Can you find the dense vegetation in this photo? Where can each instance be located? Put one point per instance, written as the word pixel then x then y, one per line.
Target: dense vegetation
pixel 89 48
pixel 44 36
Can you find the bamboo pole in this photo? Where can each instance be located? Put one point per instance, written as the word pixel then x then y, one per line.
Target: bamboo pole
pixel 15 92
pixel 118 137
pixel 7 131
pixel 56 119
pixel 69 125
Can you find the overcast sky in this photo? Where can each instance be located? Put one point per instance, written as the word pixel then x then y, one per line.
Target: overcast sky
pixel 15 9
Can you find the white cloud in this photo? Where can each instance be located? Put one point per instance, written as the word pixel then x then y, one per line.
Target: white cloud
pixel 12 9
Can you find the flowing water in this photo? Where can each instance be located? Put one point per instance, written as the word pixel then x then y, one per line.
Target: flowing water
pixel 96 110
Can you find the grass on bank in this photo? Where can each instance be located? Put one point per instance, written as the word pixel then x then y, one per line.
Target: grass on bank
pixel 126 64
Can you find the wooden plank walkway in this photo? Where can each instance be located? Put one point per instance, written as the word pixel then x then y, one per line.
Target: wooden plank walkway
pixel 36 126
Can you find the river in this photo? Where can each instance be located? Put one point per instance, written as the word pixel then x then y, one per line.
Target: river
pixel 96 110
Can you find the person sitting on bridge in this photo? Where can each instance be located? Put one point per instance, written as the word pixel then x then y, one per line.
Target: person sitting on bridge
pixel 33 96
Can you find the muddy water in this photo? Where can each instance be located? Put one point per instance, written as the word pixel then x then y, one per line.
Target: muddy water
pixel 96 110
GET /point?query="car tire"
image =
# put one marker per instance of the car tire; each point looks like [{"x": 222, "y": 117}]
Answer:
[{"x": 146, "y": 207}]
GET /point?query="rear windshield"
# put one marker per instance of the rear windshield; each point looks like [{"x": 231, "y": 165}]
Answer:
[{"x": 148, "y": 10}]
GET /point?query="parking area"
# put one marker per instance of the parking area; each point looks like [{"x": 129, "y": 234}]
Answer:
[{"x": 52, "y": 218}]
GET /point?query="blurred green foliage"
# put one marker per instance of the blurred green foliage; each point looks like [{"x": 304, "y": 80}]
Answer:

######

**TO BE DONE**
Change "dense vegetation" to "thick vegetation" in the part of the records that opens at their start and closes with the line containing "pixel 44 36", and reproduce only those lines with every other word left as it stands.

**OUTPUT OF THE EXERCISE**
Can you find the thick vegetation in this photo? Where can each instance be located? Put one point per instance, written as the word pixel then x then y, one per line.
Target: thick vegetation
pixel 89 48
pixel 44 36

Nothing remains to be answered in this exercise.